Georgia senators to study privatizing foster care

More major changes could be proposed to Georgia’s foster care system — including putting it largely in the hands of the private sector.

A group of state senators opens hearings Tuesday on whether Georgia children could be better served by the current foster care system with a mix of public and private homes or by one operated mostly by private businesses.

“I am one who believes we should always be looking for ways to improve outcomes, especially when we are talking about the lives and futures of precious little ones,” said Lt. Gov. Casey Cagle, who is convening the Senate work group.

Advocates caution against any rush to overhaul the state’s foster care system, which currently serves nearly 7,000 children.

Georgia has already cut the number of children in foster care by nearly 50 percent since 2004 through a series of reform measures, said Melissa Carter, director of the Barton Child Law and Policy Center at Emory University’s School of Law. And more changes, which passed the General Assembly this year take effect in January, Carter said.

“I don’t believe this is the time for large-scale reform of the foster care system,” she said.

A story Sunday in The Atlanta Journal-Constitution found that Georgia has reduced its foster care rolls since 2004 by emphasizing “family preservation” and similar programs over removing children from homes, sometimes resulting in children’s deaths.

State Sen. Fran Millar, R-Dunwoody, who is to chair the working group, said the senators will examine whether Georgia children would be better off if the state followed Florida’s privatized foster care model.

“This is probably way overdue,” Millar said. “We need to improve the outcomes for these kids.”

He said the group could have legislation to present to lawmakers after the General Assembly convenes in January.

▶ _Entries shown_:

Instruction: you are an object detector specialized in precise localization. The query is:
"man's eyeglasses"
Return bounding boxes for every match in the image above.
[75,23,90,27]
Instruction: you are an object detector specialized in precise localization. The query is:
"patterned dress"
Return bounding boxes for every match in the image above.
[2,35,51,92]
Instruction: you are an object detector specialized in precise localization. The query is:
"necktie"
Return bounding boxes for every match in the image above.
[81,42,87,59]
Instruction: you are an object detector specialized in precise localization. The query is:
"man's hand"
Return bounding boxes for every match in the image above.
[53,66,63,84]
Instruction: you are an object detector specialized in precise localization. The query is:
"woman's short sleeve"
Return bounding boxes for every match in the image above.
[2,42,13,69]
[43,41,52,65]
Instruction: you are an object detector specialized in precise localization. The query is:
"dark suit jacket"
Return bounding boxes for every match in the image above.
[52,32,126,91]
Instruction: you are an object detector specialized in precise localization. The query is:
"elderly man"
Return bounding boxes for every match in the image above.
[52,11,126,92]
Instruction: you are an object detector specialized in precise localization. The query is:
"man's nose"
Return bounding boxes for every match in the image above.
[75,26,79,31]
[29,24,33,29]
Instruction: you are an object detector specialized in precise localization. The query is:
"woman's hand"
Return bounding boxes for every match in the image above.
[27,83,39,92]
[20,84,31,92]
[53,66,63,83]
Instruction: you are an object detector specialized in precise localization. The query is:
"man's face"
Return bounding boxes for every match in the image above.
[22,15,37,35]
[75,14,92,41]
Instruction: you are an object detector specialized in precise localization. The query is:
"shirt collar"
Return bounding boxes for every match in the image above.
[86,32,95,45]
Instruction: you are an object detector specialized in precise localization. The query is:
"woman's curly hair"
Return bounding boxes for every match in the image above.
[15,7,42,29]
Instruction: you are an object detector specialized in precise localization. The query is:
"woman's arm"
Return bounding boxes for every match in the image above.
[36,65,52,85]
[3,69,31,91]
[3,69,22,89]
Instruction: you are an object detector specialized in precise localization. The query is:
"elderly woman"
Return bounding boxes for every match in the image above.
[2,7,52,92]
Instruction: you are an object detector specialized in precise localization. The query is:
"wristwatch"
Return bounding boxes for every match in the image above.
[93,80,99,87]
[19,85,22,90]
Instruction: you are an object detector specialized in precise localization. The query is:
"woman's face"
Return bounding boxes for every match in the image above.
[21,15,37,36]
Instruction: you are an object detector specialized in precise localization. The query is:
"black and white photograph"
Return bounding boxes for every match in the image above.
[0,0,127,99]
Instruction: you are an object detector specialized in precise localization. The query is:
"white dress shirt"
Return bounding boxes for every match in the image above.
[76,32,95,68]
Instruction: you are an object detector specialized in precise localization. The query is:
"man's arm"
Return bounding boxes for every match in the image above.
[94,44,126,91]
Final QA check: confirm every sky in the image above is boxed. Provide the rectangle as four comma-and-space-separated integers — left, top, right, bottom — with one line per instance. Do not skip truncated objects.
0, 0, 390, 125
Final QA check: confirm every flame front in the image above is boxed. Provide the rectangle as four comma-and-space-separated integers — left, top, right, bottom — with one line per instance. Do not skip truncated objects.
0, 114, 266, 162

▶ _Set of tasks_:
(1) How many children does Georgia's foster care system currently serve, according to the article on privatizing foster care?
(2) Duplicate the section of the foster care article that opens with the words containing "Georgia senators to" and closes with "Senate work group.".
(3) Finish out the next part of the article on privatizing Georgia's foster care, picking up after its final sentence.

▶ _Answers by task_:
(1) It serves nearly 7,000 children.

(2)
Georgia senators to study privatizing foster care

More major changes could be proposed to Georgia’s foster care system — including putting it largely in the hands of the private sector.

A group of state senators opens hearings Tuesday on whether Georgia children could be better served by the current foster care system with a mix of public and private homes or by one operated mostly by private businesses.

“I am one who believes we should always be looking for ways to improve outcomes, especially when we are talking about the lives and futures of precious little ones,” said Lt. Gov. Casey Cagle, who is convening the Senate work group.

(3)
“Time may be a problem,” Millar said. “But this is to get the ball rolling.”

Georgia is already putting a for-profit company in charge of overseeing health care for children in foster care as part of a bigger effort to save the state’s ailing Medicaid program millions of dollars.

Florida privatized its child welfare system, including its foster care program, more than a decade ago, though the government retained its authority to investigate complaints of mistreatment and abuse.

Ed Walz, vice president with First Focus, a bipartisan child-advocacy group in Washington, D.C., said foster care in Florida has improved, not because of privatization, but because officials there have done more to establish a public-private partnership.

He said there are several potential “red flags” to look for in Georgia, including any early indication that the goal is to allow government “to wash its hands of a difficult problem.”

“Another red flag is if it looks like they are building a system without [adequate] resources,” Walz said.

A foster care system needs more options than either leaving a child in the home or moving the child to foster care, he said. For instance, another option could be a child staying in the home provided the parent receives effective help for problems such as substance abuse and finances, he said.

Pat Willis, executive director of the advocacy group Voices for Georgia’s Children, said one major concern has been “the revolving door of leadership for child welfare — including three directors of Family and Children’s Services in the administration of Gov. Nathan Deal and at least four in the administration of former Gov. Sonny Perdue.

Emory’s Carter said the law change that is effective in January modernizes the state’s approach to abuse and neglect cases that require court intervention, including foster care cases, and accelerates timelines to ensure cases are resolved more quickly.

“We need to allow these improvements to take effect and produce their desired outcomes,” Carter said.

The program, she said, could use some targeted help — namely money — to address the inadequate array of community services that are available, high staff turnover and low-paying positions. These systemic factors “inhibit our ability to achieve the best outcomes for each child,” Carter said.